▸ TO DO
The answer must consist of each line below that contains the word "jacket", copied in full.

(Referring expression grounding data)
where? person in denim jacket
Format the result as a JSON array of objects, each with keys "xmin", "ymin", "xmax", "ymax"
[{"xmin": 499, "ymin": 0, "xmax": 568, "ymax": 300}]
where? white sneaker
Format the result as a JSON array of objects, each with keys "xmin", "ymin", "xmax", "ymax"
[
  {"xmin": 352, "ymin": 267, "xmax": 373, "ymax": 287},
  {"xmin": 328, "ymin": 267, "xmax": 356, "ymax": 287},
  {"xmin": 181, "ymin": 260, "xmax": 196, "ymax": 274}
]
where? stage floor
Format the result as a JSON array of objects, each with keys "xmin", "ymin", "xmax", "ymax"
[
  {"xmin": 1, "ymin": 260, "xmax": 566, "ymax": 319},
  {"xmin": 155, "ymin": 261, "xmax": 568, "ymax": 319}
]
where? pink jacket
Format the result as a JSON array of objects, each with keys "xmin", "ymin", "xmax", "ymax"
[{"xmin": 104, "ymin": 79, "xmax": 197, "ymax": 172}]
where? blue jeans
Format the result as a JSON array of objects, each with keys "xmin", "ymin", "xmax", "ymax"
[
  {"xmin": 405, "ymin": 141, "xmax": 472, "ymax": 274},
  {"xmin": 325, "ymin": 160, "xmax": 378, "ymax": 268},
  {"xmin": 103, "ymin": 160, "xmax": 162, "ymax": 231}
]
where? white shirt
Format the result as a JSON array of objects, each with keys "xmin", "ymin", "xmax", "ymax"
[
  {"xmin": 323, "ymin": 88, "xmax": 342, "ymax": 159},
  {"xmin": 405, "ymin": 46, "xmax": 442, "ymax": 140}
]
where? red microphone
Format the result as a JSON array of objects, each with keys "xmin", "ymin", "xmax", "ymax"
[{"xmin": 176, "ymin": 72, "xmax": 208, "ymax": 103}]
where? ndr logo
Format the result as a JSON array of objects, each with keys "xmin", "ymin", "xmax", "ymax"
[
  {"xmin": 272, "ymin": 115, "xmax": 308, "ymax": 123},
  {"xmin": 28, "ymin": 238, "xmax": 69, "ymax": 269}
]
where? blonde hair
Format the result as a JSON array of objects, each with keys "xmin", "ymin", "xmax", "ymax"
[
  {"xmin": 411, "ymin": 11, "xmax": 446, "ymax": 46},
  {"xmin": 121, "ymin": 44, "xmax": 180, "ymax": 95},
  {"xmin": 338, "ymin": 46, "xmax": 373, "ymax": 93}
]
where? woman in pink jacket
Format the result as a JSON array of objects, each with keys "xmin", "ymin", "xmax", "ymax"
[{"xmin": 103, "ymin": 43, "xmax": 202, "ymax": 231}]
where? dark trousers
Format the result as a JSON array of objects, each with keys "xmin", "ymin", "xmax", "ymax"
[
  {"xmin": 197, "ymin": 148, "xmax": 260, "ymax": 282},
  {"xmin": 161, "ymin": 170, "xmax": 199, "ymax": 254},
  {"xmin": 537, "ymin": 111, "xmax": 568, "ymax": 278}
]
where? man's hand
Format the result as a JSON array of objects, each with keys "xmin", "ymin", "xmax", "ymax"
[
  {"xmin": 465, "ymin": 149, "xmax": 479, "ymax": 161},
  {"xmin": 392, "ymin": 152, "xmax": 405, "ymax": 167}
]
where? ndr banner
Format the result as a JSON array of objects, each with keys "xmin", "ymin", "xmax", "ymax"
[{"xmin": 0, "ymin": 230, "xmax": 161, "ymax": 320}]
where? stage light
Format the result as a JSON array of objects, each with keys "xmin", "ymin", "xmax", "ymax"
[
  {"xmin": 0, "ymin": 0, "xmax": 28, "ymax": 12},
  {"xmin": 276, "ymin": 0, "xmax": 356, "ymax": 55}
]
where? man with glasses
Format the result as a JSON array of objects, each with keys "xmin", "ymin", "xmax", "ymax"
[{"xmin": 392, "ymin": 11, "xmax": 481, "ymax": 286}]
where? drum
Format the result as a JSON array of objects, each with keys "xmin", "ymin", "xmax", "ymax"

▸ OUTPUT OF THE TASK
where? person in denim jacket
where? pink jacket
where? woman in pink jacket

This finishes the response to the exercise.